* _What needs to be done_: Transcribe all of the records word for word, but omit the pictures.
Begin Dataset content
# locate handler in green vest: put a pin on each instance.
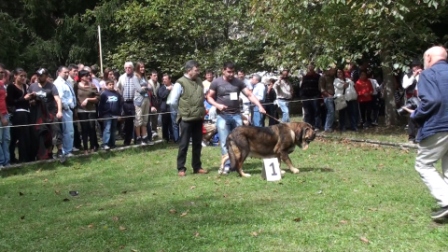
(188, 96)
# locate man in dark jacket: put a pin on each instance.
(109, 108)
(432, 117)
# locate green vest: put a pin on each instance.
(191, 101)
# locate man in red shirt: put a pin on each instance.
(5, 136)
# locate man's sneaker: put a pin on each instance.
(440, 214)
(225, 170)
(146, 141)
(62, 158)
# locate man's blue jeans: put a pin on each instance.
(68, 131)
(5, 139)
(257, 117)
(110, 126)
(225, 123)
(283, 104)
(174, 124)
(329, 120)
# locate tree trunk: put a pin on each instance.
(389, 90)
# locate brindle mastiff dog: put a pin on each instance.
(275, 141)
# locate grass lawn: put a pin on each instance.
(347, 197)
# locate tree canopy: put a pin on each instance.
(257, 35)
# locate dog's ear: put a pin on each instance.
(308, 133)
(298, 130)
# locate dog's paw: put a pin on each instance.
(294, 170)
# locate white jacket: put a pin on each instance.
(350, 92)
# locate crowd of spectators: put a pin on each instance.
(77, 110)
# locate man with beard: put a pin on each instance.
(188, 97)
(224, 95)
(46, 108)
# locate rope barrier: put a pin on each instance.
(125, 117)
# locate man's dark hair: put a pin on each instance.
(60, 69)
(228, 65)
(190, 65)
(95, 69)
(83, 73)
(72, 66)
(417, 63)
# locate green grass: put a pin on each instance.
(134, 201)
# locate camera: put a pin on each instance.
(412, 103)
(41, 95)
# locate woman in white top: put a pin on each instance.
(375, 99)
(346, 101)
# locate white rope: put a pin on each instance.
(124, 117)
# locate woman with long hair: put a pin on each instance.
(108, 76)
(345, 92)
(364, 90)
(270, 107)
(87, 98)
(142, 105)
(18, 103)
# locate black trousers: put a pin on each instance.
(167, 127)
(189, 129)
(88, 131)
(412, 129)
(77, 136)
(311, 105)
(271, 110)
(23, 134)
(129, 112)
(366, 110)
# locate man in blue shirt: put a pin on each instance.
(432, 117)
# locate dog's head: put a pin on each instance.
(304, 133)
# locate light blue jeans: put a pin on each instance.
(257, 118)
(5, 139)
(225, 123)
(329, 120)
(110, 126)
(284, 106)
(68, 131)
(174, 124)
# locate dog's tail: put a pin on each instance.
(231, 150)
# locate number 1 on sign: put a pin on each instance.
(273, 169)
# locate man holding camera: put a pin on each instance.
(284, 91)
(432, 117)
(46, 108)
(409, 84)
End Dataset content
* _Solved exercise_:
# locate handler in green vest: put a pin on each instance.
(188, 96)
# locate man in dark jacket: put a pin on each instance.
(109, 108)
(432, 117)
# locate green vest: put a pin on each instance.
(191, 101)
# locate man in red shirt: put a pin on each instance.
(5, 136)
# locate man's sneaker: put a pin on each instance.
(440, 214)
(225, 170)
(146, 141)
(62, 158)
# locate man's blue jeans: put a pin on each instance.
(68, 131)
(5, 139)
(257, 117)
(110, 126)
(225, 123)
(283, 104)
(174, 124)
(329, 120)
# locate tree trunk: put a pin on each instance.
(389, 90)
# locate brindle mastiff dog: put a pin on each instance.
(275, 141)
# locate grass lawn: put a pin on each instance.
(347, 197)
# locate tree canopy: put a pin on each instance.
(257, 35)
# locate dog's ear: put a pin on each instance.
(308, 133)
(298, 130)
# locate dog's paw: put a pin on each instance.
(294, 170)
# locate white jacket: put a pin on each instance.
(350, 92)
# locate crowd of spectators: put a pin on each instance.
(77, 110)
# locate man with beard: put a pin on each instance.
(188, 97)
(224, 95)
(46, 108)
# locate rope barrier: put a pin on each instance.
(125, 117)
# locate man's dark hair: put a pin on each instance.
(60, 69)
(228, 65)
(190, 65)
(95, 69)
(83, 73)
(72, 66)
(417, 63)
# locate green grass: put a pin on each instance.
(134, 201)
# locate camera: put a pin on each instance.
(412, 103)
(41, 95)
# locate woman in white top: put a pin on each instance.
(375, 99)
(346, 101)
# locate white rope: put a pin on each instance.
(124, 117)
# locate woman with long hair: put a pin on each instance.
(108, 76)
(345, 92)
(364, 90)
(270, 107)
(87, 98)
(142, 105)
(18, 103)
# locate black trousers: put a pin on each instance.
(167, 127)
(189, 129)
(88, 131)
(412, 129)
(77, 136)
(311, 105)
(271, 110)
(23, 134)
(129, 112)
(366, 110)
# locate man in blue shirt: put a pin on each instance.
(432, 117)
# locate dog's head: put a pin on each instance.
(304, 133)
# locate light blue jeans: put a pin on each instance.
(257, 118)
(5, 139)
(225, 123)
(329, 120)
(110, 126)
(284, 106)
(68, 131)
(174, 124)
# locate dog's tail: put a pin on each instance.
(231, 150)
# locate number 1 on sign: put a pin on each instance.
(273, 169)
# locate man holding camera: put a pin on each instance.
(284, 91)
(432, 117)
(46, 108)
(409, 84)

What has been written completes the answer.